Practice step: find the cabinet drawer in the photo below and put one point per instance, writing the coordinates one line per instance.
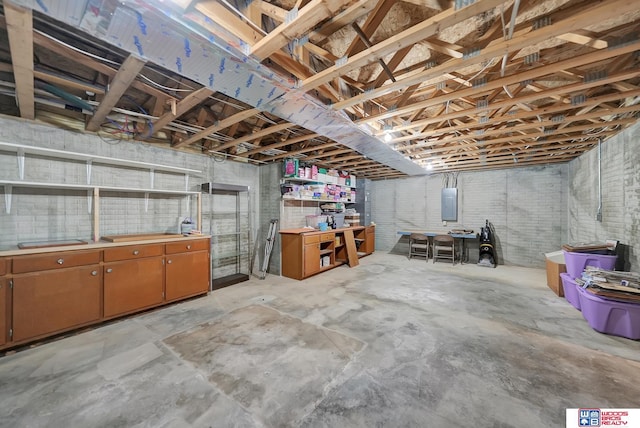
(326, 237)
(311, 239)
(49, 261)
(188, 246)
(132, 252)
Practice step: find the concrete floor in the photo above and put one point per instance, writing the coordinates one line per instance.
(391, 343)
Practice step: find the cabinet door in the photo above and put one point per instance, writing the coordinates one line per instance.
(187, 274)
(311, 259)
(51, 301)
(370, 240)
(132, 285)
(3, 310)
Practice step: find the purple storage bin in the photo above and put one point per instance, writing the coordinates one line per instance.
(576, 262)
(570, 290)
(610, 316)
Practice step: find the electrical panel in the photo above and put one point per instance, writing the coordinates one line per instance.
(449, 204)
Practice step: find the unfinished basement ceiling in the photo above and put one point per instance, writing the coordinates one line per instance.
(379, 88)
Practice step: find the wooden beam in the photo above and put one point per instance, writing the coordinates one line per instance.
(224, 123)
(70, 54)
(255, 135)
(304, 150)
(189, 102)
(588, 16)
(344, 18)
(68, 82)
(20, 31)
(308, 17)
(540, 111)
(367, 43)
(277, 145)
(271, 10)
(372, 22)
(581, 39)
(229, 21)
(500, 82)
(393, 64)
(413, 35)
(511, 138)
(121, 82)
(331, 153)
(520, 127)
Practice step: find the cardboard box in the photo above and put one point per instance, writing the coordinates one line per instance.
(555, 266)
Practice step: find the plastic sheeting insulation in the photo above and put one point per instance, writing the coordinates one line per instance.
(189, 44)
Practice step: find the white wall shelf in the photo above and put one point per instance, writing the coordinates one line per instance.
(309, 181)
(93, 191)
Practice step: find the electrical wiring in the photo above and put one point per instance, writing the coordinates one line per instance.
(166, 88)
(108, 61)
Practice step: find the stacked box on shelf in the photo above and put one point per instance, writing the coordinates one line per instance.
(353, 219)
(610, 316)
(575, 263)
(570, 289)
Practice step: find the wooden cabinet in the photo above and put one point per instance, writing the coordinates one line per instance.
(58, 260)
(370, 239)
(131, 252)
(4, 310)
(187, 274)
(132, 285)
(307, 253)
(57, 291)
(52, 301)
(311, 255)
(365, 240)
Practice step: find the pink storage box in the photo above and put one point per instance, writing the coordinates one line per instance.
(570, 290)
(576, 262)
(610, 316)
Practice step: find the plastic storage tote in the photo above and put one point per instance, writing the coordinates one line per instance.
(570, 290)
(610, 316)
(576, 262)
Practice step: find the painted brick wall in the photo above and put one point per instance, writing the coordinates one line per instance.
(48, 214)
(527, 207)
(620, 196)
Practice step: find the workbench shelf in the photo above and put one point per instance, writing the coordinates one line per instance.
(303, 251)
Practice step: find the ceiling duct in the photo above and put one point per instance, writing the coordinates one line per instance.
(171, 37)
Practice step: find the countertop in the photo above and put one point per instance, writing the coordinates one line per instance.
(306, 230)
(15, 251)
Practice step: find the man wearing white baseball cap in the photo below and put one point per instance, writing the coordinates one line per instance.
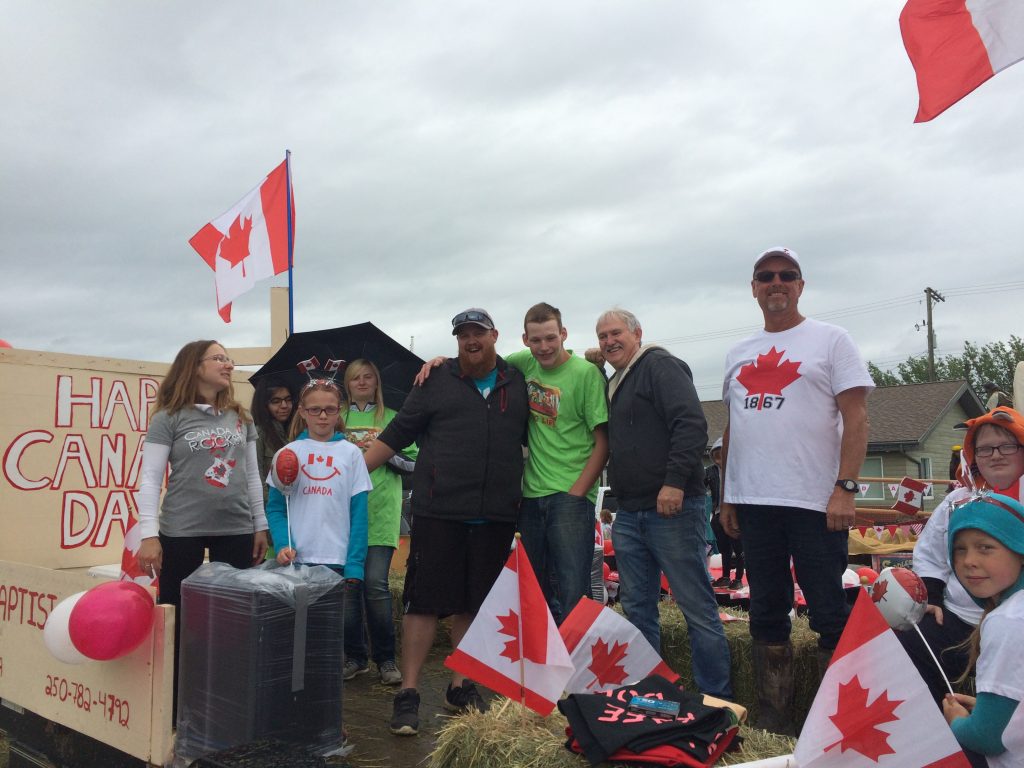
(796, 438)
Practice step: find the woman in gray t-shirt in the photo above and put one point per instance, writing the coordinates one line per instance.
(214, 499)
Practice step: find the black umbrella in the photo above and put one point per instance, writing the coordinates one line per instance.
(397, 366)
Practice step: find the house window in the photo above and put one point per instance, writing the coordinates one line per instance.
(872, 468)
(926, 474)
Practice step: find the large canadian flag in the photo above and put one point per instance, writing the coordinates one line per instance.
(956, 45)
(872, 709)
(513, 646)
(607, 651)
(250, 242)
(909, 495)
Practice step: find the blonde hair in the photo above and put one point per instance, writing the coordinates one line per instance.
(316, 385)
(179, 389)
(355, 368)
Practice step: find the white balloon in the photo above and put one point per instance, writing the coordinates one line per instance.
(57, 637)
(901, 597)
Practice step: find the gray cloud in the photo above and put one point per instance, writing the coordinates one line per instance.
(588, 154)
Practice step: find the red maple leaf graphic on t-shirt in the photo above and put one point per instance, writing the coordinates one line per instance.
(858, 721)
(235, 246)
(510, 627)
(879, 591)
(605, 663)
(768, 375)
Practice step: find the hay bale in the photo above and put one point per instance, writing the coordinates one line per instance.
(510, 735)
(676, 652)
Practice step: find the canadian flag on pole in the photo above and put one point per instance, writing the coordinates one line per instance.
(607, 651)
(872, 708)
(909, 495)
(129, 565)
(250, 242)
(956, 45)
(513, 646)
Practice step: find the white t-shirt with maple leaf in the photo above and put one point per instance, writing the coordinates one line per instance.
(784, 426)
(999, 671)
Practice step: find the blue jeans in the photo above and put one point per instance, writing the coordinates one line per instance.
(771, 536)
(646, 546)
(372, 599)
(558, 534)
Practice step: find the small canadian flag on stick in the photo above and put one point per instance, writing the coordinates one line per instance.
(909, 496)
(513, 646)
(872, 708)
(607, 651)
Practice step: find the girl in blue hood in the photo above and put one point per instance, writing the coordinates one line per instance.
(986, 548)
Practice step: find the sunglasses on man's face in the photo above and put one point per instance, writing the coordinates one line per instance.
(767, 275)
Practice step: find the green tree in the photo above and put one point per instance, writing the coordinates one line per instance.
(994, 361)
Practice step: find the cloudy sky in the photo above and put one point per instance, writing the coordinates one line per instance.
(462, 154)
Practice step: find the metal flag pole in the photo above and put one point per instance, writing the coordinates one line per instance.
(291, 241)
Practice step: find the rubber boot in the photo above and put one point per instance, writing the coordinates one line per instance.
(822, 656)
(773, 678)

------------

- WHAT IS REQUIRED
Restate all entries exactly; pictures stay out.

- RESPONSE BOX
Practice step: find the cabinet drawer in the photo below and put one point per instance, writing the coordinates one line per instance.
(326, 237)
(311, 239)
(49, 261)
(188, 246)
(132, 252)
Practice step: find the concrete floor in the photo above and put one point per instance, writing the coordinates one line per instance.
(391, 343)
Practice step: find the cabinet door in the photo above and put one point per instance, writing the coordinates one line per instance.
(187, 274)
(311, 259)
(51, 301)
(370, 240)
(132, 285)
(3, 310)
Practice step: find the purple storage bin in the photo above and put one point per instance, writing the coordinates one line per instance.
(576, 262)
(570, 290)
(610, 316)
Practice step: find the electrical panel in the photo above and put one point per instance, writing the coordinates one line per instance.
(449, 204)
Practice step: find the unfinished basement ceiling in the photo above and put one point per instance, writing the coordinates one line per instance.
(379, 88)
Practice step: find the wooden beam in the photo above and put one point per instance, writing the coordinates one line per instance.
(224, 123)
(70, 54)
(255, 135)
(304, 150)
(189, 102)
(588, 16)
(344, 18)
(68, 82)
(20, 31)
(308, 17)
(540, 111)
(367, 43)
(277, 145)
(271, 10)
(372, 22)
(581, 39)
(229, 21)
(500, 82)
(393, 64)
(413, 35)
(511, 138)
(121, 82)
(331, 153)
(520, 127)
Practice step: find the cardboard box in the photo above and put one point per instance, writing the coordinates one line per instance.
(555, 266)
Practice step: find the plastic sheeting insulation in the photo above and put one point per instance, writing the coordinates one line per instance.
(189, 44)
Practice step: find the white wall shelf in the photo above and put one point per instance, writing the coordinates one line per instance.
(309, 181)
(93, 191)
Practice step: find the electrical wiring in the photo above and put one point per instance, writing the coordinates one line per instance.
(166, 88)
(108, 61)
Practice step: find the stacked box on shelf in the photo above and put one point per instance, writing the coordinates one line per instance.
(353, 219)
(610, 316)
(575, 263)
(570, 289)
Practice step: find the wooden cabinet in the photo above and put one point per instance, writing the coordinates one line per instance.
(58, 260)
(370, 239)
(131, 252)
(4, 310)
(187, 274)
(132, 285)
(307, 253)
(57, 291)
(52, 301)
(311, 255)
(365, 240)
Practice step: find the pink storage box in the photo above and put one point per instance, writing the coordinates one line per instance.
(570, 290)
(576, 262)
(610, 316)
Practice step: find the plastic storage tote in the photo above and put one point per instance, writing the coordinates one line per instance.
(570, 290)
(610, 316)
(576, 262)
Practice step: find the painted brick wall in the photo above and put one point per instance, writing the coordinates one line per instance.
(48, 214)
(527, 207)
(620, 196)
Practice step: find the workbench shelf in the photo above and put one point per instance, writing the coordinates one line per instance.
(303, 251)
Practice step: find the ceiling duct in the photo above and put one point per instance, writing the coordinates one line per instance.
(171, 37)
Practice step: find the countertop in the photo above and put one point per instance, writing the coordinates one line per instance.
(306, 230)
(15, 251)
Practice step: find the man wearing white baseball cap in the photo below and put one point per instance, writing the coordinates one line per instance.
(796, 438)
Practice step: find the woman in gray t-shirt in the photo above and put one point per instance, writing the coordinates one line per instance.
(214, 499)
Practice step: find the black umbrella in the photo above and put one point per instance, writing the coordinates one line per instance.
(397, 366)
Practice step: find the house window in the photo above and put one point per instance, writing the coordinates one line per instance.
(872, 468)
(926, 474)
Practice step: find the large canadian flag in the photo above and put one point per instance, writing the coordinates one line per instance.
(956, 45)
(872, 709)
(513, 646)
(607, 651)
(250, 242)
(909, 495)
Practice step: find the blonde hair in the photo above and put one point per instance, writing the coordinates one line per instance.
(316, 385)
(179, 389)
(355, 368)
Practice step: find the white balloon in the photo above and put one point per instance, writing the coordinates one line per instance.
(57, 637)
(901, 597)
Practice step: find the gray cloud in the photo above and put one point per instance, writing the coordinates one line per instance.
(588, 154)
Practice step: find the red maple leaf graphic on t-shirt in the photo above and put one point per instance, writing the coordinates one line per instance.
(858, 721)
(235, 246)
(510, 627)
(879, 591)
(605, 663)
(768, 375)
Practice step: find the hay bale in the photo above and put one point per instance, writing the coordinates one line per instance.
(510, 735)
(676, 652)
Practice step: find the canadian flag on pole in the photo above and put one point per instance, writing the coordinates one line per instance.
(607, 651)
(872, 708)
(909, 495)
(129, 565)
(250, 242)
(956, 45)
(513, 646)
Practice step: find the white t-shirt with maple leaf in the photo above and put one point per instance, writing the coordinates one line per instance.
(784, 426)
(999, 671)
Practice step: find the blue jeans in the photo above and put one point per instance, writing the coordinates one line per instance.
(771, 536)
(646, 546)
(372, 599)
(558, 534)
Practice step: find the small canadian flag on stick in the photo above and put one point per instance, writing the coordinates one line per instance.
(909, 496)
(513, 646)
(872, 708)
(607, 651)
Practice step: find the girl in blue hood in the photo above and put one point per instance, writing the coordinates one line per instance.
(986, 548)
Practice step: find the sunglasses on man's face in the photo above and put one point per instance, writing the coordinates one line per instance.
(767, 275)
Practice step: find the green tree in the photo above and put one point per instance, writing the coordinates one line per instance.
(994, 361)
Practice step: find the cloudy sky in the photo above and put one point per instance, writing the coordinates one line per instance.
(462, 154)
Practice step: find the metal flag pole in the photo above and put one point per instance, writing the coordinates one line per instance.
(291, 241)
Practice step: find the rubber boot in the photo above and put one point per instance, writing the coordinates one line per instance.
(822, 656)
(773, 678)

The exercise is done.